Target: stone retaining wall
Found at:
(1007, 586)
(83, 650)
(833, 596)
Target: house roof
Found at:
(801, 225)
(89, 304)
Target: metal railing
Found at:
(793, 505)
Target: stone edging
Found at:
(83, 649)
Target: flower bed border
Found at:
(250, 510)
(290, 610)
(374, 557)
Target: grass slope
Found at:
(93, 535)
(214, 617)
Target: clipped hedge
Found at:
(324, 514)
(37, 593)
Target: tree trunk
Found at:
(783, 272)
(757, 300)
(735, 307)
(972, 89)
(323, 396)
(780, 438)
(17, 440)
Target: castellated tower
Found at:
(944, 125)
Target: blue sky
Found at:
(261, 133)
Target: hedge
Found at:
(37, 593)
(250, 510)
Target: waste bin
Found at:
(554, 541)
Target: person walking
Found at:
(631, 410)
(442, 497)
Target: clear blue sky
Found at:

= = = = =

▸ What the task asks: Give back the whole listing above, identical in every line.

▸ Answer to the exercise:
Target: stone retaining wall
Found at:
(1007, 586)
(83, 650)
(833, 596)
Target: house roof
Found at:
(801, 225)
(89, 304)
Target: metal railing
Found at:
(793, 505)
Target: stone edging
Found at:
(83, 649)
Target: flower bed border
Found at:
(250, 510)
(290, 610)
(374, 557)
Target: grass slope
Found at:
(93, 535)
(214, 617)
Target: clipped hedge
Found at:
(324, 514)
(37, 593)
Target: tree trunk
Found at:
(783, 272)
(757, 300)
(735, 307)
(972, 89)
(323, 396)
(780, 438)
(17, 440)
Target: castellated tower
Found at:
(944, 125)
Target: blue sky
Found at:
(261, 133)
Target: hedge
Found at:
(37, 593)
(250, 510)
Target: waste bin
Found at:
(554, 541)
Target: person walking
Found at:
(631, 410)
(442, 497)
Target: clear blue sky
Found at:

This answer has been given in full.